◆ **Text to read**:
30 seconds is the distance between 2 successive authorization requests from the same session. I don't see it as a service time. In that timeslice there is no computation for the same mobile call. In other words, if there where only 1 call active, in the time between 2 successive authorization requests the system (that accounts only for credit management) would be completely idle. Sorry for not being clear. I hope this clarifies. Of course, there will be other systems in the platform that will be busy for all the session time, eg. the gaming server that broadcast data about other players, or the mobile network devices that serve the call. Thanks
Then explicitly identify the respective service times as you see them and show me how they reconcile with your claim of 40 new sessions/second.
I'll give it a try. I'm focusing only on credit management server. In a time window of 10 minutes it will receive 600X40X5 = 120000 calls, hence 200 calls per seconds on average (I'm multiplying by n. of call by 5 visits). each call is answered in 0.2 sec (service time), giving a resource need of 40 seconds per second; this means that I would need 40 cpus working at 100% load. Of course this will make wait time be huge, so I need to understand how many cpu would I need to have a Response time of 0.5 seconds (or how much should I improve my service time to reduce n of cpu to a reasonable quantity). I'm getting the same results using bounds checking eqn (5.3); service demand D = VxS -> 5x0.2 = 1 second, Xmax = 1/Dmax = 1/1. This (I believe) tells me that only 1 call per second can be completely served by each cpu, so I need 40 cpu to serve 40 calls per seconds. I'm hesitant, does this make sense? 40 new session per second is an input parameter, it is the expected load at peak time.
Well, I'm certainly glad you are trying and I don't want to discourage you, but you begin to see why I don't normally carry on this kind of discussion as a blog commentary. I can't read your mind and you don't have my expertise, so it quickly becomes an endless dance trying to understand each other.
We seem to be quite a distance away from your initial description, as I read it. What happened to the 30 s interim delays for credit deduction?
What happened to the "feedback" you alluded to in your initial description?
What you are now describing seems to be nothing more than an M/M/m queue or CreateMultiNode() in PDQ, where you'd like to determine the size of m.
In that case, you've almost answered your own question.
If indeed your service demand is just D = 5 * 0.20 s, as you now assert, then that's the best you can do (on average), no matter how many "cpus" you have.
Moreover, you cannot attain a mean response time of better than R = 1 s because Rmin in your current description is just D.
So now, I'm confused (again) as to what question you are really trying to address with your PDQ model. If it's to achieve an R <= 0.5 s, then the only thing you can do is reduce the service demand, e.g., with fewer visits.

◆ **Stored data**:

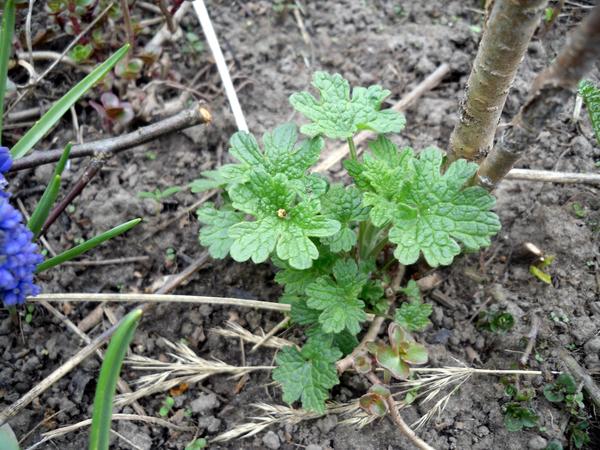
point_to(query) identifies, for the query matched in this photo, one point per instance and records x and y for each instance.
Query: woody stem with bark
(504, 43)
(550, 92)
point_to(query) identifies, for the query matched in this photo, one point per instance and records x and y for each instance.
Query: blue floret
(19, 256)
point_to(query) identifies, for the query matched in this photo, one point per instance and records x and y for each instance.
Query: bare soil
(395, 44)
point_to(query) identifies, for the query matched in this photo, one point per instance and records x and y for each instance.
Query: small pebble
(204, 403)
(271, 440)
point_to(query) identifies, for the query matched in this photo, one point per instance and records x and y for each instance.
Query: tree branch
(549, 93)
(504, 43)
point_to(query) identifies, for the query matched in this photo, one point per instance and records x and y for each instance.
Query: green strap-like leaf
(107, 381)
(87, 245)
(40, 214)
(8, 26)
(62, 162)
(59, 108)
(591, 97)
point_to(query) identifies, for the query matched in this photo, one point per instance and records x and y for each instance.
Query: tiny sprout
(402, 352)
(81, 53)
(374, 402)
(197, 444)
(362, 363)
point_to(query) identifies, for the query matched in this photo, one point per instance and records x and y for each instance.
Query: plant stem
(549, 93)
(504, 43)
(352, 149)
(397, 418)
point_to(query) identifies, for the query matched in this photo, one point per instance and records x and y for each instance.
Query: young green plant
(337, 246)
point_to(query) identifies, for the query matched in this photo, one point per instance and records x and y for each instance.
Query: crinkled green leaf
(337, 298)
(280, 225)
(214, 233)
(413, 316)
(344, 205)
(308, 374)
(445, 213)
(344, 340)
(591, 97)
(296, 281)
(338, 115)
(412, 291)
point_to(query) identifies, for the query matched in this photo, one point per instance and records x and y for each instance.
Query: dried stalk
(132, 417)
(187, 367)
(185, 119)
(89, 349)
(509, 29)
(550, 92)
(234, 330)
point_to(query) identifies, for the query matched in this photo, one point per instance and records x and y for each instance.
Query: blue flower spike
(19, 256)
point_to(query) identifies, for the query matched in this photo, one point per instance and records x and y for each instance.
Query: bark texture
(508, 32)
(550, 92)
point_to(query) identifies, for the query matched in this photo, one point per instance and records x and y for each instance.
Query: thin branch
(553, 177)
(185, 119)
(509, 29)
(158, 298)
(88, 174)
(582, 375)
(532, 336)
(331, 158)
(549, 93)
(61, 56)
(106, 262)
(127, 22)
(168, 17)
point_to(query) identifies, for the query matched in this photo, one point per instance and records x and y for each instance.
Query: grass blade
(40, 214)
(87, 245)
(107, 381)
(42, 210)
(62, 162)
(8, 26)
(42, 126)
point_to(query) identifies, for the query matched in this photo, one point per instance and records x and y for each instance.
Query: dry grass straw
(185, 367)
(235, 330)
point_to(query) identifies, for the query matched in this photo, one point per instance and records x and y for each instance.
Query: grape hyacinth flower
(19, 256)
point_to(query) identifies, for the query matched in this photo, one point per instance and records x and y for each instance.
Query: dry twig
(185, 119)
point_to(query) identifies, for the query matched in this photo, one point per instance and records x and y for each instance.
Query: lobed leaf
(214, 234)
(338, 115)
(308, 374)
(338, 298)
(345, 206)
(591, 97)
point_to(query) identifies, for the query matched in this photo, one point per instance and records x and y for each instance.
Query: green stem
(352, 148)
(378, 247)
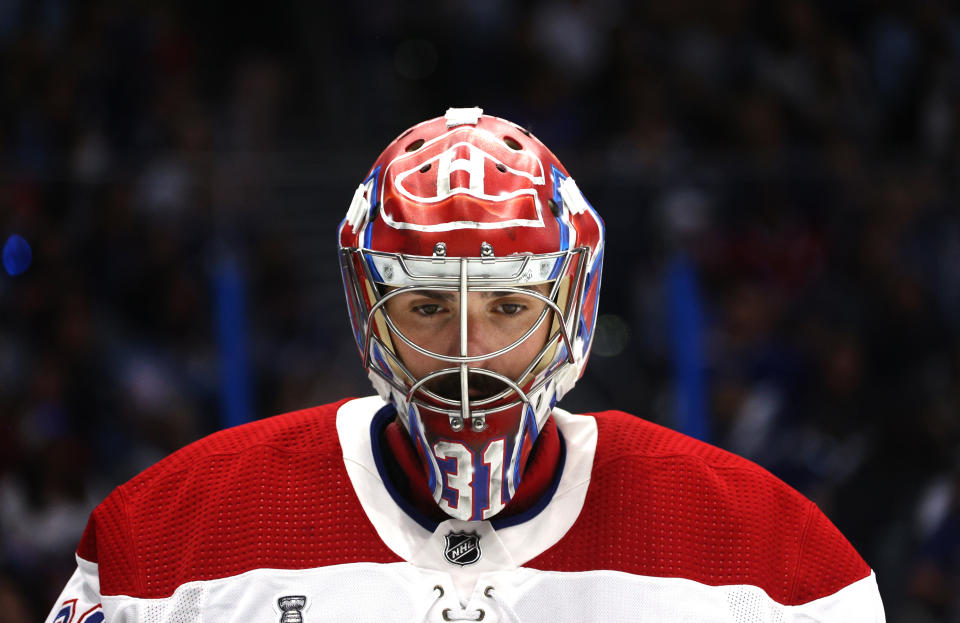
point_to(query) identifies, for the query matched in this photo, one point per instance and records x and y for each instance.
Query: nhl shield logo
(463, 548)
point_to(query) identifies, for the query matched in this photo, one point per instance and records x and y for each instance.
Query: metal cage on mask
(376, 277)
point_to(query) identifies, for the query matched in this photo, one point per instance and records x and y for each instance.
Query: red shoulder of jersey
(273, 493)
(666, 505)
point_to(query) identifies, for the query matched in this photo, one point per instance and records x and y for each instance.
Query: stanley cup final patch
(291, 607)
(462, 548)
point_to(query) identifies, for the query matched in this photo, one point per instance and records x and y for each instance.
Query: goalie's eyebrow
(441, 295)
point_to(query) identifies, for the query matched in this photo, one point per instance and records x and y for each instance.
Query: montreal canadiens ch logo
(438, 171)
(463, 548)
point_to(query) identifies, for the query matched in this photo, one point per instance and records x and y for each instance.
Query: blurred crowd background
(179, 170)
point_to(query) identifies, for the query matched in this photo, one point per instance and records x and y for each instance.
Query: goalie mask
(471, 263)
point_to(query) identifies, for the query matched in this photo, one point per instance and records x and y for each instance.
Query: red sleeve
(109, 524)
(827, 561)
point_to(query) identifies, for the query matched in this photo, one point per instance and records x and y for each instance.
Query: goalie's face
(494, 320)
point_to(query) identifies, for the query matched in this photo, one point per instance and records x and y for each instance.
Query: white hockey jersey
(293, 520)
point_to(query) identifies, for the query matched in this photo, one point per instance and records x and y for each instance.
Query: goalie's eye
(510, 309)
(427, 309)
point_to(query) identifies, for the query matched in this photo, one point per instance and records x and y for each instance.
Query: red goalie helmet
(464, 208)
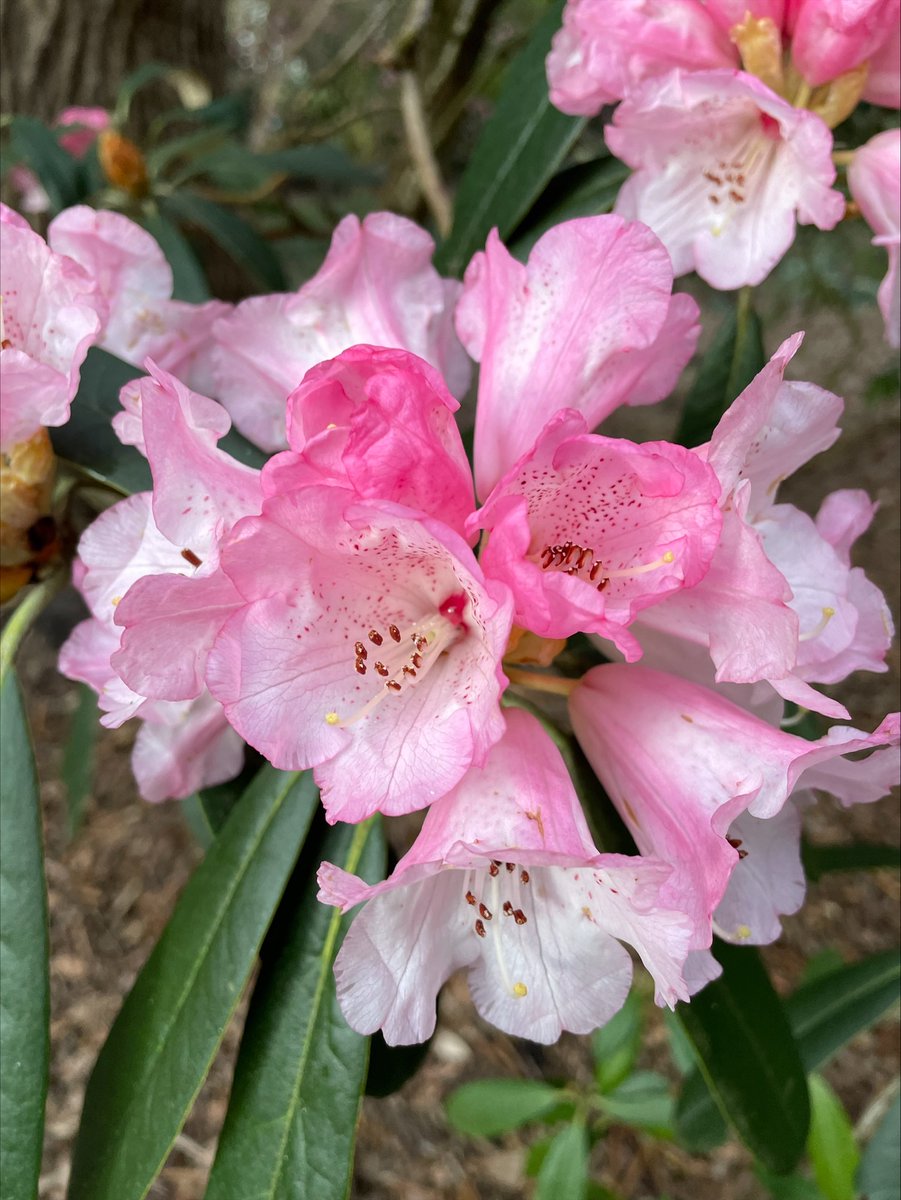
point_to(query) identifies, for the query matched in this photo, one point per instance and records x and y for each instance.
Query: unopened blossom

◆ **Objective**: Reproduce the part of the queueing discussion above that runs between "Well, I'm certainly" and "understand each other.", inclusive, without changing a word.

◆ **Final result**:
Well, I'm certainly glad you are trying and I don't want to discourage you, but you begin to see why I don't normally carry on this kind of discussion as a blog commentary. I can't read your mind and you don't have my expertise, so it quickly becomes an endless dance trying to understand each other.